Task — Look through the records, and wherever the string "below" turns up, copy out that line.

[Data extracted from a collection]
--------------------------------

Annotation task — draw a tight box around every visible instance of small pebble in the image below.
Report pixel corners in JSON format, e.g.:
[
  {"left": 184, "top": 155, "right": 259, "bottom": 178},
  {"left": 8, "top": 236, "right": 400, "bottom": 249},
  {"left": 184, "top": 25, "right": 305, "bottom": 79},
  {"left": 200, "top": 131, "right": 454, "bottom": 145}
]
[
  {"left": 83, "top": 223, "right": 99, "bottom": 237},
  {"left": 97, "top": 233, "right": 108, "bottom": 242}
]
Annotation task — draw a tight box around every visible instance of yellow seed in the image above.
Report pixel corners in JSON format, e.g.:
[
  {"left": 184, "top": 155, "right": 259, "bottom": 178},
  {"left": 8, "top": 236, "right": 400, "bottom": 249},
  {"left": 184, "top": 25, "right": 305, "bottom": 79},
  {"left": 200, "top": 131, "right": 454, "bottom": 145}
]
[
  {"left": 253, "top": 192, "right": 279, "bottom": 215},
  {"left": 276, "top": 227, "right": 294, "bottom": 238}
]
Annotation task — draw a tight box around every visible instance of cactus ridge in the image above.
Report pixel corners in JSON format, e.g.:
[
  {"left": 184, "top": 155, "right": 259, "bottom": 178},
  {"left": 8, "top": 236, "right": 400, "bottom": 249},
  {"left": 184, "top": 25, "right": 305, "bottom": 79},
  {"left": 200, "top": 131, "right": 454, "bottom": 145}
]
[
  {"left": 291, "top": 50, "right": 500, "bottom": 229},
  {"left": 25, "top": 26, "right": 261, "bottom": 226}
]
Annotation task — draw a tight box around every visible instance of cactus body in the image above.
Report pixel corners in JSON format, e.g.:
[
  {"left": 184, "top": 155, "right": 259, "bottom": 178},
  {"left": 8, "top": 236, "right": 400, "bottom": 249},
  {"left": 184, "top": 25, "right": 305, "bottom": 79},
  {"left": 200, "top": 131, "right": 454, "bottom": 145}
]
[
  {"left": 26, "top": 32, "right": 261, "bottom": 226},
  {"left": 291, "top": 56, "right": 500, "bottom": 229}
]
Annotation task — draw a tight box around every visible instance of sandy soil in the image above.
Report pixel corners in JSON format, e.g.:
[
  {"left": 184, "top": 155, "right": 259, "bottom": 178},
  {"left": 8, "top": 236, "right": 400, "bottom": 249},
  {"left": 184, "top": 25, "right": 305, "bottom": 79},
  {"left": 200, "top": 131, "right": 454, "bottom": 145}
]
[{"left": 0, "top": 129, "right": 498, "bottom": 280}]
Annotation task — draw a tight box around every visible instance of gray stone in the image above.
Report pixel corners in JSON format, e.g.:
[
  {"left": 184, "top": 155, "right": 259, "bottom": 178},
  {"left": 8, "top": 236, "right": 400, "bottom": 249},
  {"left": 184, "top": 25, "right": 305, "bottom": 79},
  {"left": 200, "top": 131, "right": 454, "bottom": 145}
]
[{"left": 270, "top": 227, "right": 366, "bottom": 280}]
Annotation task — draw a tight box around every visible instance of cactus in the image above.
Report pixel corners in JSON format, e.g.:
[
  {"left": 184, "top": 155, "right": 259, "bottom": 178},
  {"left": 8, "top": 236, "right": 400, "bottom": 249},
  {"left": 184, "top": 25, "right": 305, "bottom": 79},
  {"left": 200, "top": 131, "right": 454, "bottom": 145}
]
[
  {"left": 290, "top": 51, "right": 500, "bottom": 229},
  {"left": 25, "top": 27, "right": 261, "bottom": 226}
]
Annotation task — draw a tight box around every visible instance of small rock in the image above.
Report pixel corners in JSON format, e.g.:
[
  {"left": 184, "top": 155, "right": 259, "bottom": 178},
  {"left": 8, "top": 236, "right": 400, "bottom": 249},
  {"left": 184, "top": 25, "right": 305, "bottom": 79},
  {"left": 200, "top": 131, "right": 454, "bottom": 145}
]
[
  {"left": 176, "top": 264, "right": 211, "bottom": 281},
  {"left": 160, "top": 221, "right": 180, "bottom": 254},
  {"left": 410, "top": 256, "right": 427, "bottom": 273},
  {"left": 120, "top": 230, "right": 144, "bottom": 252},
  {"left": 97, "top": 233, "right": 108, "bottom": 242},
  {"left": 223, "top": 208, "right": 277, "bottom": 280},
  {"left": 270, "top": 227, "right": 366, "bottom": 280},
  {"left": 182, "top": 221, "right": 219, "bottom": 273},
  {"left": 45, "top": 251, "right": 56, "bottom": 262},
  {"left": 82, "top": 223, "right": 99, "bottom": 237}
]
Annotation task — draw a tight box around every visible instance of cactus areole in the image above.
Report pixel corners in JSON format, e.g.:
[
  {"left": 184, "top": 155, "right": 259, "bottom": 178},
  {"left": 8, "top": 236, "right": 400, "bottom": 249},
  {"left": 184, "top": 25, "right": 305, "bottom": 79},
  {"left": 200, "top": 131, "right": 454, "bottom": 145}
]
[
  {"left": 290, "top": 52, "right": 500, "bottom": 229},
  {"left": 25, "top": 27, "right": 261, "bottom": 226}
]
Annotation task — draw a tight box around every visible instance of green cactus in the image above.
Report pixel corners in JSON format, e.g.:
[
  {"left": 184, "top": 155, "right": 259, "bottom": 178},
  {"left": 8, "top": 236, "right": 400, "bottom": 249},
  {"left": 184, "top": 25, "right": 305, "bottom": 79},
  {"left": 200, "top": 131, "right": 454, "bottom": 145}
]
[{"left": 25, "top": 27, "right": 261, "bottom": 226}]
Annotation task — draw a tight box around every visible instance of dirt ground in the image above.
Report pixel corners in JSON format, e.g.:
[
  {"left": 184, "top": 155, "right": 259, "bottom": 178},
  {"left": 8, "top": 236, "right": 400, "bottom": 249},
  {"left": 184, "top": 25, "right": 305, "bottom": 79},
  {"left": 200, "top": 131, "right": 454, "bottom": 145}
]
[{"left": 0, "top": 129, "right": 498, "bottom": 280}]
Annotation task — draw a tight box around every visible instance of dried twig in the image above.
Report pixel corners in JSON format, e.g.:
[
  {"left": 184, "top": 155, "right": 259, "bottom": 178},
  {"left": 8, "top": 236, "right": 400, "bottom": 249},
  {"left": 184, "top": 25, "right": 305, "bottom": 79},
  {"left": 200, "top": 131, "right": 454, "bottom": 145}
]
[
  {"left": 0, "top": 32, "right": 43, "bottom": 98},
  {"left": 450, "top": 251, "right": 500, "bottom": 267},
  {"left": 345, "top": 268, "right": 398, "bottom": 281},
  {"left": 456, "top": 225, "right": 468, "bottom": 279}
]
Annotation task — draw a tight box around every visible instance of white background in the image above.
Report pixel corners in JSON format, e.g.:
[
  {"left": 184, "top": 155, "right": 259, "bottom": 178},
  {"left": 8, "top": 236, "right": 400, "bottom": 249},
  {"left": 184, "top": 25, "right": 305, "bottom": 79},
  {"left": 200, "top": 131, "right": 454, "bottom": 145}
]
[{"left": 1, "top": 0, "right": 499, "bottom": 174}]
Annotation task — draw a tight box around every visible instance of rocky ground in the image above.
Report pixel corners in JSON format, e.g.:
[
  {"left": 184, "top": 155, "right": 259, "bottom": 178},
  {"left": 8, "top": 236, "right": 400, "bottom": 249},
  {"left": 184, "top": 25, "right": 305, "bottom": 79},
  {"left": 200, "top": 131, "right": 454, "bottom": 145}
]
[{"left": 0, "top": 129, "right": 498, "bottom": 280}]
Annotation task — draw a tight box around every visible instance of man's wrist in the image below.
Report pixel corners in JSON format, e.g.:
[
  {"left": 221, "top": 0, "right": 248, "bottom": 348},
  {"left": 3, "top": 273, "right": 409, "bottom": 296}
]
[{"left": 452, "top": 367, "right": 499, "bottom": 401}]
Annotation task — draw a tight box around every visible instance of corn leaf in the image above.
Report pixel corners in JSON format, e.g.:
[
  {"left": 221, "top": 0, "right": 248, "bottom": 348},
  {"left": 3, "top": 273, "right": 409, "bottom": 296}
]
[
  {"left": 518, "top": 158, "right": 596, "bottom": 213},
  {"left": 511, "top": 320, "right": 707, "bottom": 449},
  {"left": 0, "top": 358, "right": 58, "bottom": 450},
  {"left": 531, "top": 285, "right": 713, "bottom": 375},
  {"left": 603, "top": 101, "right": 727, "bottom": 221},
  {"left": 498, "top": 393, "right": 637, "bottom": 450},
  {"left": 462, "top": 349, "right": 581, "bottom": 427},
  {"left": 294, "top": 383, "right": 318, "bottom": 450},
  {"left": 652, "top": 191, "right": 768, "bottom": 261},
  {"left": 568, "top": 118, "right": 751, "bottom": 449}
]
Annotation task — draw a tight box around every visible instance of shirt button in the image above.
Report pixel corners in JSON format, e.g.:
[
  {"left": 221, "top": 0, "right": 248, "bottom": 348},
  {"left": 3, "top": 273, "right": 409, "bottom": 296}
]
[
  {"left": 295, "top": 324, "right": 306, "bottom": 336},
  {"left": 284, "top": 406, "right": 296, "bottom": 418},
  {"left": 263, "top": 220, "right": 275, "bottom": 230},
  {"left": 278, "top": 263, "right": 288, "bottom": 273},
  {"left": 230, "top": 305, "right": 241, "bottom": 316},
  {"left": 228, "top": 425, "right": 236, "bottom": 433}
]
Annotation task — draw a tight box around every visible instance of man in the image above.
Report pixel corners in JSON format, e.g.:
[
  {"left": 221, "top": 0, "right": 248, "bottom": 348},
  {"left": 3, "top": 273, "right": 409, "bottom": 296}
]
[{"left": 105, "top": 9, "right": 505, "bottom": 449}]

--------------------------------

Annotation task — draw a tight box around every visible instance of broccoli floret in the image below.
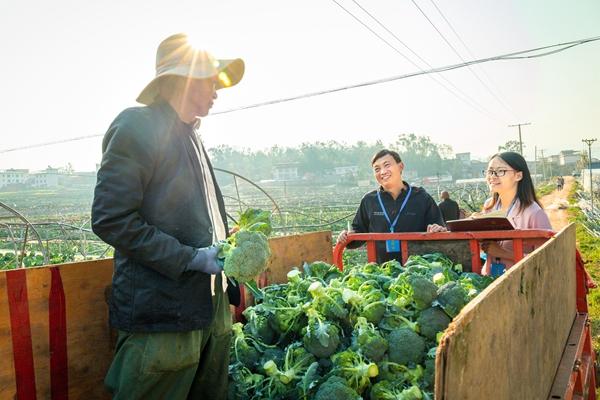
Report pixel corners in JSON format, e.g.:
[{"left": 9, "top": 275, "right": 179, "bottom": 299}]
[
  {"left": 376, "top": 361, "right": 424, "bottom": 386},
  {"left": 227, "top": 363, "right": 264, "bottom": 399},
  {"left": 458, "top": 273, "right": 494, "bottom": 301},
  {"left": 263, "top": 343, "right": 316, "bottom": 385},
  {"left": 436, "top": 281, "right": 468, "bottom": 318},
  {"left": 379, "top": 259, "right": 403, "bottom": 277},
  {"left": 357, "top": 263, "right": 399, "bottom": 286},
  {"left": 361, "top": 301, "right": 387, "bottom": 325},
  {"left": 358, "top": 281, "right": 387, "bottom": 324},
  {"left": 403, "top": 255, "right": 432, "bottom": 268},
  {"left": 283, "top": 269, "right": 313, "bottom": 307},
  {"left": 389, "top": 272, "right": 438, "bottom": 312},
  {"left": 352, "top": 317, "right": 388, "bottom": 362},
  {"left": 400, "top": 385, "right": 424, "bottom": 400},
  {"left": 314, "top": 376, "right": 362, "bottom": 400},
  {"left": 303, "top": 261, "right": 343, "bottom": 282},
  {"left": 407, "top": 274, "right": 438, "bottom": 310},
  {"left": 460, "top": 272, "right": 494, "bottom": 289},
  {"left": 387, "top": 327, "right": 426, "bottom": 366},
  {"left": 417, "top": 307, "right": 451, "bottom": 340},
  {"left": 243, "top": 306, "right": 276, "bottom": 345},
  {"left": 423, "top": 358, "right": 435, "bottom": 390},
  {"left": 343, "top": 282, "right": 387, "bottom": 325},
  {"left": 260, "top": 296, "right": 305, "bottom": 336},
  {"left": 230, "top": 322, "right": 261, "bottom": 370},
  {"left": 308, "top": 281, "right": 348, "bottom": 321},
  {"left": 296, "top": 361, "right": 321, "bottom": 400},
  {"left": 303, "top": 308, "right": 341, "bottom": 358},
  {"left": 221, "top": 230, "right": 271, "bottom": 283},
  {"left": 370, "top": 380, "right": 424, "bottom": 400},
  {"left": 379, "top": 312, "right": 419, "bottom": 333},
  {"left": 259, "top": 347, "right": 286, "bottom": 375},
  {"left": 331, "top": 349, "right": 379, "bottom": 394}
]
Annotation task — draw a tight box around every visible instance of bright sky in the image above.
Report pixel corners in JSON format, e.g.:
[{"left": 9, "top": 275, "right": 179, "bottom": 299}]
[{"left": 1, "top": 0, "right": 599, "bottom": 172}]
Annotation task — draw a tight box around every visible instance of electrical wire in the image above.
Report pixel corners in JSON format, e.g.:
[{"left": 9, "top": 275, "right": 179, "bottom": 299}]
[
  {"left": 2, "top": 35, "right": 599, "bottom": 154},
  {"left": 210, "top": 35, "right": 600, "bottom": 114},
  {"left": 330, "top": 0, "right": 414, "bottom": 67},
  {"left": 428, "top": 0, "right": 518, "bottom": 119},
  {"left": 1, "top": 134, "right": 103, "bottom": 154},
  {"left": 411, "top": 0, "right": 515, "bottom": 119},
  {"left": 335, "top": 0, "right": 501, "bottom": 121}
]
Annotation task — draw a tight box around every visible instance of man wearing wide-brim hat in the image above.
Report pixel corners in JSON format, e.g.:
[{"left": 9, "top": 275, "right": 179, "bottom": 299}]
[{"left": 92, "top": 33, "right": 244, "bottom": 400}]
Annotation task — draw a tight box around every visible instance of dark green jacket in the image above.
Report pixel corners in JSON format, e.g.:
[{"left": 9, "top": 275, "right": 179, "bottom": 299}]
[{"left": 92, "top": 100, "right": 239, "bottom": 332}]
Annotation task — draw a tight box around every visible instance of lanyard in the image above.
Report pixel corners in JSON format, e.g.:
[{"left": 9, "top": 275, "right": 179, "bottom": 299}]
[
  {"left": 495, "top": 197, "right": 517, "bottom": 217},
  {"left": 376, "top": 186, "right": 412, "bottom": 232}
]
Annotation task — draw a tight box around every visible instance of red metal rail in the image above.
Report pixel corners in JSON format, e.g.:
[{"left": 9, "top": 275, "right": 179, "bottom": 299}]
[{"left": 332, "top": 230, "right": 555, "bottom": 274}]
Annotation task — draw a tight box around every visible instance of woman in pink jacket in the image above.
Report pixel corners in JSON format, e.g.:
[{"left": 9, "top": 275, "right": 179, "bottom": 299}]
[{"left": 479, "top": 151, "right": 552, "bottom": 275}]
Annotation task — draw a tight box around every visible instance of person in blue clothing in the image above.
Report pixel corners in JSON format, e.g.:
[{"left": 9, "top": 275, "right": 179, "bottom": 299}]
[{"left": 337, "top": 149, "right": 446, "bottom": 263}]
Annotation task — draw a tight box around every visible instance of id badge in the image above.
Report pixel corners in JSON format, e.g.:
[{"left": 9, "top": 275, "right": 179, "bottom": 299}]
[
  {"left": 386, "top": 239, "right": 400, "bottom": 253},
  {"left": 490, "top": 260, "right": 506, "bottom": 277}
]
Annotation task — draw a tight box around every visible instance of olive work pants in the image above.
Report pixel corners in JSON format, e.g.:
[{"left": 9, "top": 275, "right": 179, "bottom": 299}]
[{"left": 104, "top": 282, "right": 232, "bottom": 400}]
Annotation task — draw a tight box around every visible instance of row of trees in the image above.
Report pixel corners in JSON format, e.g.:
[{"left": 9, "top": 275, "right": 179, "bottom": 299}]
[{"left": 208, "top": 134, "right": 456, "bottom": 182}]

--------------------------------

The answer —
Annotation task — draw a tight box around every visible instance of small pebble in the image below.
Annotation task — draw a tight box around every visible instance of man's wrist in the image below.
Annotation task — draw a tight box around every visible instance of broccoli floret in the image below.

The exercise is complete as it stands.